Instructions for the task — Please output the records below word for word and omit the pictures.
[Records to process — start]
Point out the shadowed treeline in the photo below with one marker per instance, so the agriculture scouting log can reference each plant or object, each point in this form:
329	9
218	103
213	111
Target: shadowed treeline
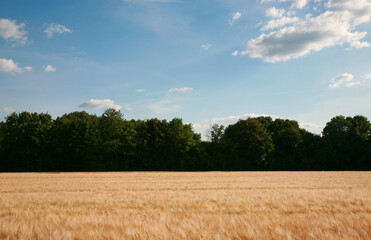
79	141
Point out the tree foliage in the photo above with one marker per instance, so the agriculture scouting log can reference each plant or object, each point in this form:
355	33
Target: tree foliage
79	141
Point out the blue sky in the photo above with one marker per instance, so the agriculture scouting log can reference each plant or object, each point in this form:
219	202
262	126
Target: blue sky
203	61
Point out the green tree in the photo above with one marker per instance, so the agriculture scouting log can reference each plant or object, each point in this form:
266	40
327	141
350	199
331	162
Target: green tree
248	145
25	141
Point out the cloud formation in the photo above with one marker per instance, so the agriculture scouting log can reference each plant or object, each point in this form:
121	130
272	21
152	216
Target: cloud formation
11	31
334	27
294	4
343	80
276	23
185	89
56	28
50	68
367	76
7	65
99	104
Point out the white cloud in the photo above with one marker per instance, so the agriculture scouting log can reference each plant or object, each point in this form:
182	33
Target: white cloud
99	104
343	80
49	68
206	46
27	69
163	106
274	12
334	27
56	28
311	127
8	110
276	23
299	3
185	89
10	31
314	34
235	17
7	65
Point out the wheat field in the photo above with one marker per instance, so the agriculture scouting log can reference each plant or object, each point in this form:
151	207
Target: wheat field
172	205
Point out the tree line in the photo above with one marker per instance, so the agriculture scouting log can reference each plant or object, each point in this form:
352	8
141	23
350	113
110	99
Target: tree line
79	141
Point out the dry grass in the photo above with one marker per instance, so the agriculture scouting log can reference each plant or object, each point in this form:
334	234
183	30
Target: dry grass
159	205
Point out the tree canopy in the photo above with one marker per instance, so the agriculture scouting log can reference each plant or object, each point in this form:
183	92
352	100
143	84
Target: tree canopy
79	141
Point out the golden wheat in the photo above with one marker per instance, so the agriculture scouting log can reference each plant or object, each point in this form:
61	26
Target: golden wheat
168	205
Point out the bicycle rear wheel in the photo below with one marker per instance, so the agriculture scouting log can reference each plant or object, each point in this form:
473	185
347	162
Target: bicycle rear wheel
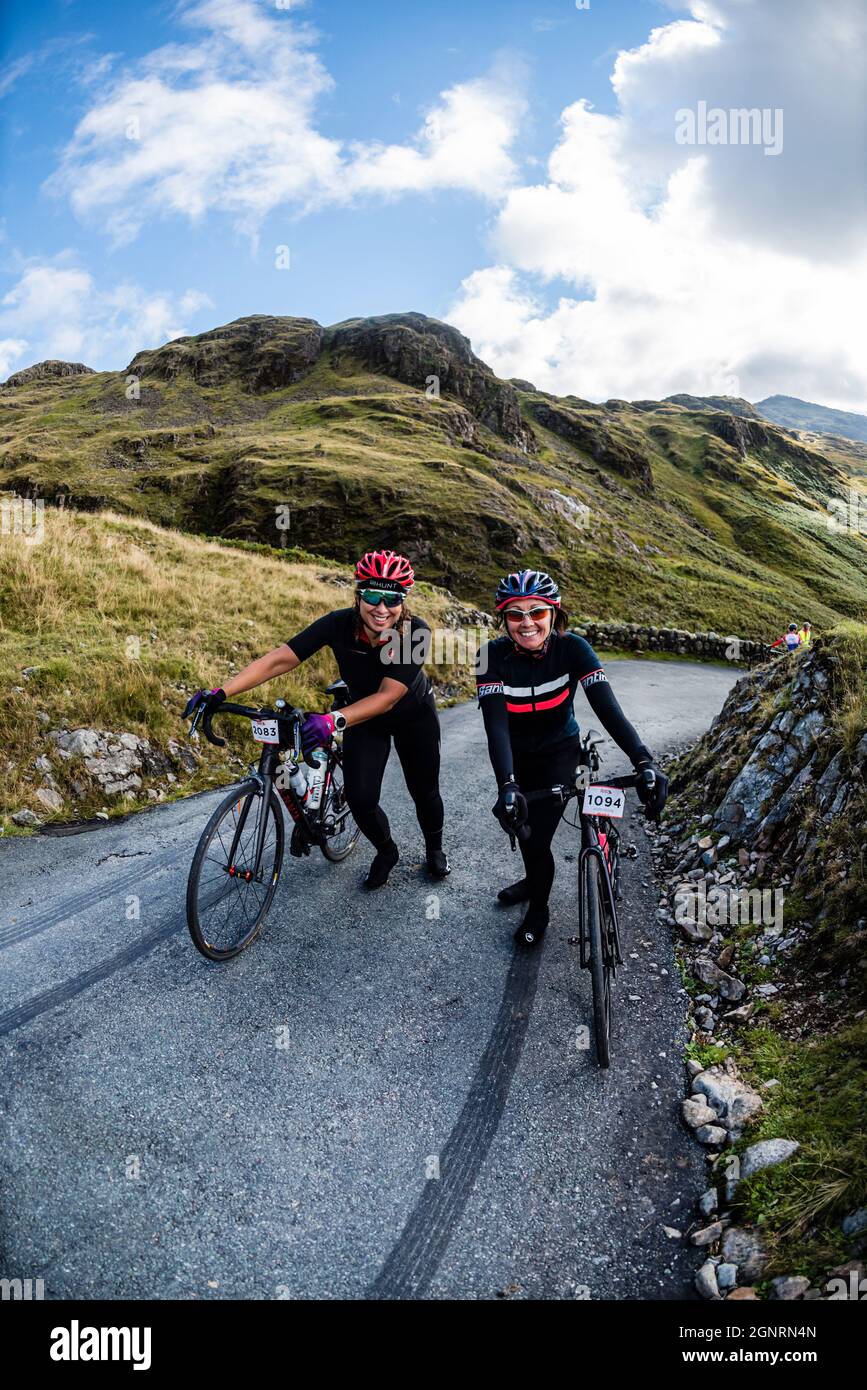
595	920
227	901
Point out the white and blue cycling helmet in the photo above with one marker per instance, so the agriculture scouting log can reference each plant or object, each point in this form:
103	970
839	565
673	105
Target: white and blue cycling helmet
527	584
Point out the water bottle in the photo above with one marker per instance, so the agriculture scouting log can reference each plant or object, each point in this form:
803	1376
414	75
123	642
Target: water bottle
317	777
298	781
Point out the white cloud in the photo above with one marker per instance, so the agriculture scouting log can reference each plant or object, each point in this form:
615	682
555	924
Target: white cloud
10	350
227	123
695	268
65	316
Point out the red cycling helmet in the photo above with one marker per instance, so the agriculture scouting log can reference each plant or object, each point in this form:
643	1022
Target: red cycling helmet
384	570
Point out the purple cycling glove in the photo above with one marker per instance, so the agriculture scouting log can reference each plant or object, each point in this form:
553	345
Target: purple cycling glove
316	731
[Records to process — finish]
Task output —
Point out the shadowed treeline in the photo below with one marker per instance, so the agriculture scouting log can reference each plant or object, each point in this form:
329	9
218	103
213	111
Target: shadowed treeline
79	141
Point out the tree foliage in the photo above with one marker per instance, so the agriculture scouting log can reference each plant or object, each point in this form:
355	33
Target: tree foliage
79	141
Point out the blue sky in the photo above with one marker per instance, so the agriculture scouting log can reference each plant or object, each point in this form:
219	202
262	126
Target: blue sky
203	61
Point out the green tree in the photo above with one marker per instance, so the agriculture scouting log can reference each plant or object, each point in this form:
266	40
327	141
350	199
331	162
Target: green tree
248	145
25	141
Point out the cloud formation in the photo above with one marker per instance, so the agriculture scouting log can reference each plant or object, each point in this form:
121	130
272	21
152	216
Target: cloud formation
11	31
334	27
294	4
343	80
276	23
185	89
56	28
50	68
367	76
7	65
99	104
Point out the white cloud in the photo above with one marker per instance, so the agriculture scouting log can reference each plant or object, each point in this form:
182	33
Target: white cloud
99	104
343	80
49	68
206	46
27	69
163	106
274	12
334	27
56	28
311	127
8	110
276	23
299	3
185	89
10	31
314	34
235	17
7	65
Point out the wheat field in the photo above with one marker per instance, so the agriculture scouting log can reference each plant or object, each point in this form:
151	207
Target: wheat field
172	205
Point out the tree line in the photo above with one marker per instance, so the agriculture scouting log can reference each plant or object, each point in this form:
352	8
141	23
350	113
110	99
Target: tree line
79	141
Point out the dry grass in the photo above with one marker per instance, so the agriculture scouting log can reference each plant or object, each point in this form:
334	234
183	30
Target: dry grass
159	205
Point out the tree canopy in the photo above with one marker per instance, so the agriculture scouting log can reference each plant or object, each point in this form:
183	92
352	100
143	84
Target: tree canopy
79	141
Point out the golden wheat in the photo above with one marker per instance, so the agriculture scouting log can reference each plant or object, each point in this form:
61	26
Target: golden wheat
168	205
Point out the bicycle rear wheel in the photo below with one marker per instance, so the agriculture scouting log can reference each plant or object, each point in this form:
473	185
347	162
Target: bicycle rear wheel
595	920
227	901
Point out the white and blue cycling helmet in the photo above with one marker per instance, so the agriculture scouting log can reference each plant or object, each point in this form:
103	970
839	565
673	105
Target: white and blue cycling helmet
527	584
Point out the water bottle in the photo above with one marker per instance, so the agriculture scouting log can reference each plant or object, each point in this form:
803	1376
414	75
123	642
Target: water bottle
317	777
298	781
Point out the white cloud in the photo above with one marker per instance, so the agriculture scouting log can reference each plant or object, each point in this form:
615	682
555	924
Target: white cloud
10	350
227	123
695	268
65	316
Point out the red cycling helmet in the photo above with one marker per instance, so the agriculture scouting log can reference each plant or object, each point in this form:
643	1022
Target: red cycling helmet
384	570
Point out the purple cycling glove in the photo above with one marker per instance, so the agriculture scouting log can reference each plant or object, each point in this form:
553	345
Target: purple cycling glove
316	731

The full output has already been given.